To do –
Copy the rows word for word, from the line containing "locate cloudy sky." through the end of the rows.

>> Begin Material for this task

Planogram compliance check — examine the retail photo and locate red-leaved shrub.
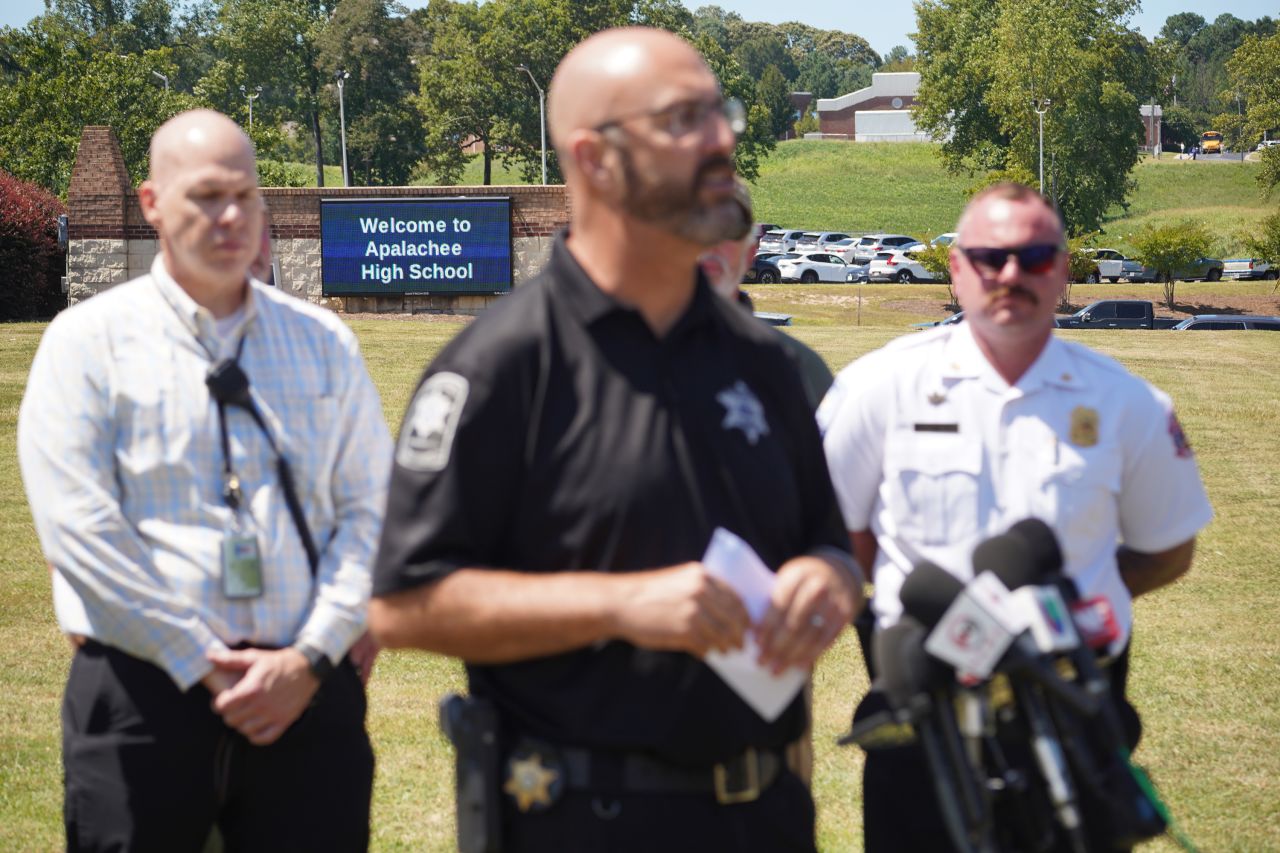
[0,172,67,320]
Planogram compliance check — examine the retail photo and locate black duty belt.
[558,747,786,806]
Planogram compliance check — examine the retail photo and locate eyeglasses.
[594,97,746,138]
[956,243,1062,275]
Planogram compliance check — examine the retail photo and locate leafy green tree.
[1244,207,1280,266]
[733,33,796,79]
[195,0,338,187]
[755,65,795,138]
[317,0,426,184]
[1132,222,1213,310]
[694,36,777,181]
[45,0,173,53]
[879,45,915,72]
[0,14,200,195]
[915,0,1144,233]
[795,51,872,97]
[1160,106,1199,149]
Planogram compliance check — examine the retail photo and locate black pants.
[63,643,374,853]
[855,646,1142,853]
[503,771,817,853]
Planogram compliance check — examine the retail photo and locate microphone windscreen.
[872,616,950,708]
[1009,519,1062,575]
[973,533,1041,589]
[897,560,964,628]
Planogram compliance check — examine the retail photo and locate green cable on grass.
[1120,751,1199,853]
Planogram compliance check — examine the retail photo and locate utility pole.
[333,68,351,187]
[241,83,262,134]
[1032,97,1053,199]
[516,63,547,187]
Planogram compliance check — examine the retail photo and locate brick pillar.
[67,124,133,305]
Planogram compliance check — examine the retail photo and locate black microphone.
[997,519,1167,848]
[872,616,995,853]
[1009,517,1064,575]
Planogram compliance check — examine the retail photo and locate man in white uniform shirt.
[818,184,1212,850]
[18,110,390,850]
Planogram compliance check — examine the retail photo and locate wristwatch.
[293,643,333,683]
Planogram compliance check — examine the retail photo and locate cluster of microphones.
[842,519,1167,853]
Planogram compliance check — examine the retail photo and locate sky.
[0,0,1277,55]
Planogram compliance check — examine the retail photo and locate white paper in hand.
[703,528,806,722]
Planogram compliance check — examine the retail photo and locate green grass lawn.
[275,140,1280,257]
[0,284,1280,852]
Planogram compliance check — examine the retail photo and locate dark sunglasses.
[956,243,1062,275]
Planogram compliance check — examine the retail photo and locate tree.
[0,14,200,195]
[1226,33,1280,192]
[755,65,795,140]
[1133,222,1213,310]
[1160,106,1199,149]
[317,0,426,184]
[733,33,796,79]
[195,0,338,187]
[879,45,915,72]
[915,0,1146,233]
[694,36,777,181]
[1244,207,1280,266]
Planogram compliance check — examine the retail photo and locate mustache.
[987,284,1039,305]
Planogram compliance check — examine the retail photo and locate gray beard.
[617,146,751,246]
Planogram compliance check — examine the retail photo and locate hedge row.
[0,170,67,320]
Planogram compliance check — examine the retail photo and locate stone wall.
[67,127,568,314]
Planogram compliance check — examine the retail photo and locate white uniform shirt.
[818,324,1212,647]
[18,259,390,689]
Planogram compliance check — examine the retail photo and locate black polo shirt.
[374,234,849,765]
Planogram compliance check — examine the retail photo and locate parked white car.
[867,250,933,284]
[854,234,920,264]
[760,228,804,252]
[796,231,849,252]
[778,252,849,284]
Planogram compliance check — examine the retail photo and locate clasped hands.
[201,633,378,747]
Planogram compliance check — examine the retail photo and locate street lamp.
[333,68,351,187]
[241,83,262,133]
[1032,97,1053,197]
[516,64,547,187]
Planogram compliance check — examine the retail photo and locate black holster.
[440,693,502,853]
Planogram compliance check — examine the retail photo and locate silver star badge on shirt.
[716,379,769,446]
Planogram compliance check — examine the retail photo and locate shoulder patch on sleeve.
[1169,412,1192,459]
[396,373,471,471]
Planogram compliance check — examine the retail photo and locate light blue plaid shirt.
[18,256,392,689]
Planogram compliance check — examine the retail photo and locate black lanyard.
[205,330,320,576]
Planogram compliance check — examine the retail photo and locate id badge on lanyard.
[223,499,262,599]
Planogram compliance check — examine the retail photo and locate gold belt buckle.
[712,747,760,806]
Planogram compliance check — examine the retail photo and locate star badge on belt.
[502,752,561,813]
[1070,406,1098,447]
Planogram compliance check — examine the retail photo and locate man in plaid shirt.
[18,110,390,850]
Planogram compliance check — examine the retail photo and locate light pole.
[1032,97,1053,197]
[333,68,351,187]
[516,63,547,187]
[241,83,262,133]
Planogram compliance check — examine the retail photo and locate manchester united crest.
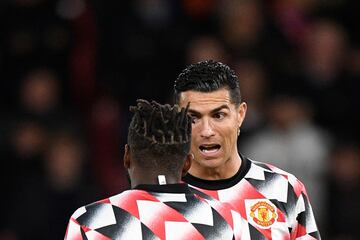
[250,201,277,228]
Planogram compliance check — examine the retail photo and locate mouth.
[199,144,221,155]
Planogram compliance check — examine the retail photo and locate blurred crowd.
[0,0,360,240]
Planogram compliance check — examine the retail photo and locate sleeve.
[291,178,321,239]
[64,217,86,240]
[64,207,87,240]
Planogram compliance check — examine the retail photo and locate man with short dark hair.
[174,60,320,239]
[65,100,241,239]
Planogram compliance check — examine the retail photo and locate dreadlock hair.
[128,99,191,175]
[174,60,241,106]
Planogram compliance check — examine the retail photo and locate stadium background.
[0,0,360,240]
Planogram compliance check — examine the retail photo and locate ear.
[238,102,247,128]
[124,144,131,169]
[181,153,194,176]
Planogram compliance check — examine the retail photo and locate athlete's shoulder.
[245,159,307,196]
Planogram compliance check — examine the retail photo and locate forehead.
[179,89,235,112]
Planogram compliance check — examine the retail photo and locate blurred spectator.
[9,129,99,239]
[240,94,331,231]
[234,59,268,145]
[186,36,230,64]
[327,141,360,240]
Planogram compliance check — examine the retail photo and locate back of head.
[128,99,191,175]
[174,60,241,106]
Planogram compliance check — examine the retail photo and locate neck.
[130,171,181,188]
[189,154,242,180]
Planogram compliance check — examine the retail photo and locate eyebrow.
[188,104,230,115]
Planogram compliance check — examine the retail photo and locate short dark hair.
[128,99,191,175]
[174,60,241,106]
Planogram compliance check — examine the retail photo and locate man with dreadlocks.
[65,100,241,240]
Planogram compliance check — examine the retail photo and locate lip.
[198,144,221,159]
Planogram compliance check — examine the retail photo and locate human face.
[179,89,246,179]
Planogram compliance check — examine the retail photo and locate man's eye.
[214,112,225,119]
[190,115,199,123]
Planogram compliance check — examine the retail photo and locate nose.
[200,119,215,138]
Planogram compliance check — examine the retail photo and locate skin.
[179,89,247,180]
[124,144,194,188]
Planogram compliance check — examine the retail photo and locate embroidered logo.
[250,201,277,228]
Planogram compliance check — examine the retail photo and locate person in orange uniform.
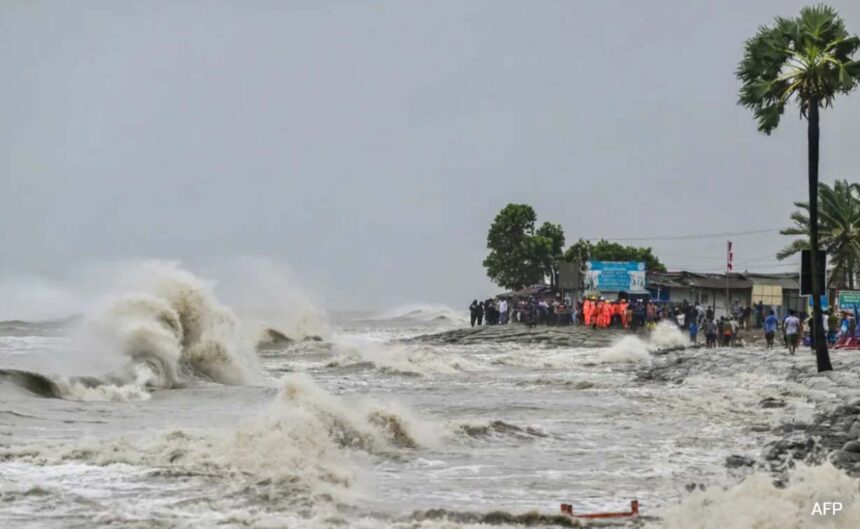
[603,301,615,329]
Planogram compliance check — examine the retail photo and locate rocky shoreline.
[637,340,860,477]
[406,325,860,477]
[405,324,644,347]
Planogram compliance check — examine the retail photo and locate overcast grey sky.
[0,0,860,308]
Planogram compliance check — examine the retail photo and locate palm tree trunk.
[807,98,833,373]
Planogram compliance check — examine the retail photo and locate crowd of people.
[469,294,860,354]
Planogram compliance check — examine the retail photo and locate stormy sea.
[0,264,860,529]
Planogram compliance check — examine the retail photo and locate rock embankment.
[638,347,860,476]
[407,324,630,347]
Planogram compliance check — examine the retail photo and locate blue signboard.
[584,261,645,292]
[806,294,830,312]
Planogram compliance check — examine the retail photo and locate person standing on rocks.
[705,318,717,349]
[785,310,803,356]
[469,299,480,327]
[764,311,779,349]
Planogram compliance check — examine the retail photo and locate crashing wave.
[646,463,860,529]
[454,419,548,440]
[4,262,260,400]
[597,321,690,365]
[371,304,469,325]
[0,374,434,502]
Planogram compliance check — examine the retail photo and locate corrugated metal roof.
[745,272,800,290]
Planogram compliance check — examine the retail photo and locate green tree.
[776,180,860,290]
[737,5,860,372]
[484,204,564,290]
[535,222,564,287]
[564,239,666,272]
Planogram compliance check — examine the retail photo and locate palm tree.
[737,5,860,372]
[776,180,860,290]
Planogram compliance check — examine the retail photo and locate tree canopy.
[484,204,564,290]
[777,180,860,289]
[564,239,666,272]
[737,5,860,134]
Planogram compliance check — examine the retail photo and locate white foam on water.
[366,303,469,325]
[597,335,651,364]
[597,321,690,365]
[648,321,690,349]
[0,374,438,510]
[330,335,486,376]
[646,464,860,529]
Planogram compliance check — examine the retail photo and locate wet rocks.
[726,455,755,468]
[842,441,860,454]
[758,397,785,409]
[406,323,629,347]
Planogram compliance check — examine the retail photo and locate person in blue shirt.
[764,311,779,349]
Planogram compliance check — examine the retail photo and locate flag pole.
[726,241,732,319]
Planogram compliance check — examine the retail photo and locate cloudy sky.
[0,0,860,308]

>> End Material for this task

Result –
Planogram compliance check — examine the retail photo and locate cloudy sky.
[0,0,860,308]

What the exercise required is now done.